* [Work instruction]
If a line in the listing carries the word "like", return a copy of that line.
··· Input data ···
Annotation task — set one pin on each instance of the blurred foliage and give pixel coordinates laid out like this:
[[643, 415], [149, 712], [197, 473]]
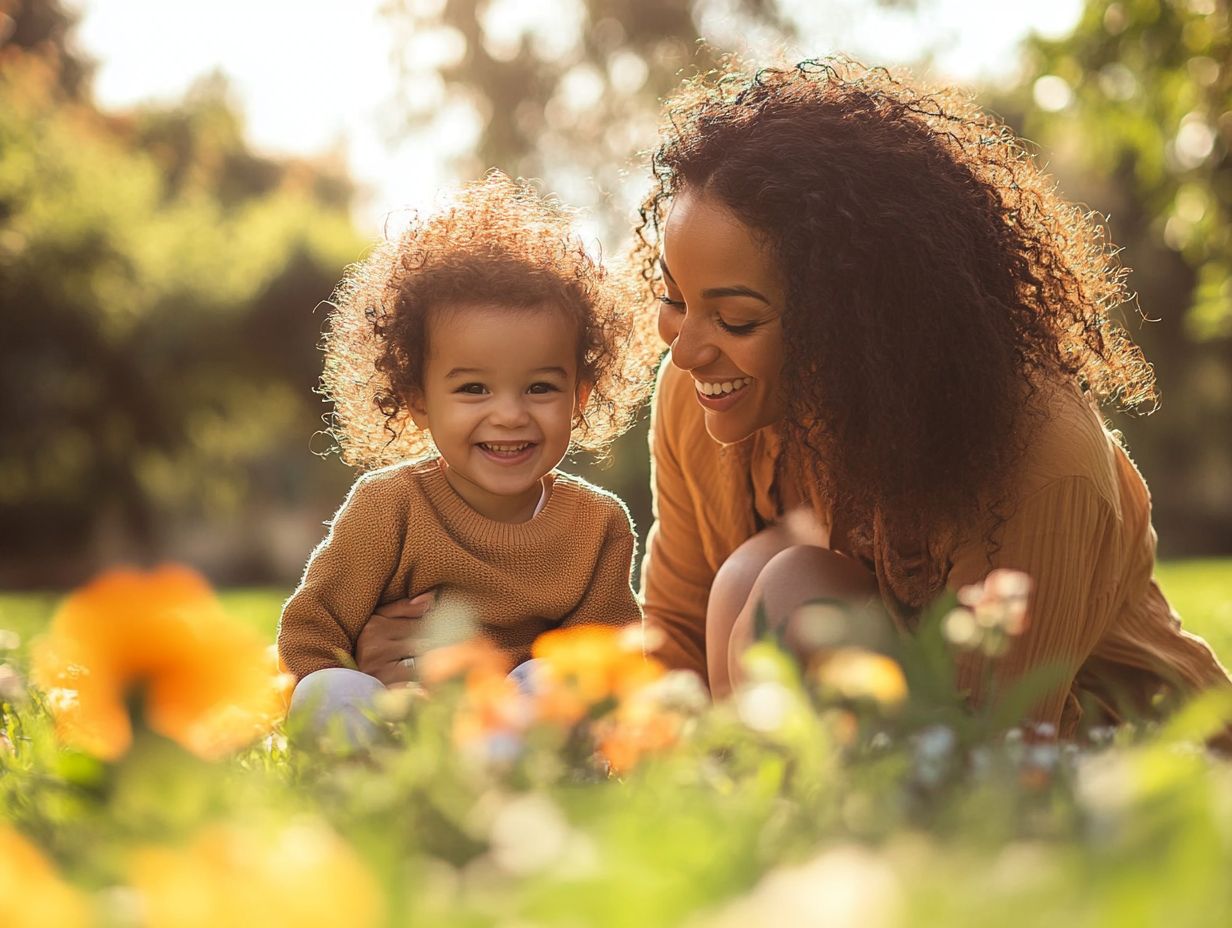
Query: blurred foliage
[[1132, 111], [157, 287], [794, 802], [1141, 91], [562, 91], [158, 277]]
···
··· Input data ···
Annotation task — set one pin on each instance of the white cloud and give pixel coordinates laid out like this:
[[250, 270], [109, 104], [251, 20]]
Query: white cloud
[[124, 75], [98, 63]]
···
* [Answer space]
Annotation task — set one pin on each instance of the blurred foliage and give pixel coordinates laid out like this:
Annotation task — set one pin on each instance of the white cloud and give pixel coordinates laid out like this:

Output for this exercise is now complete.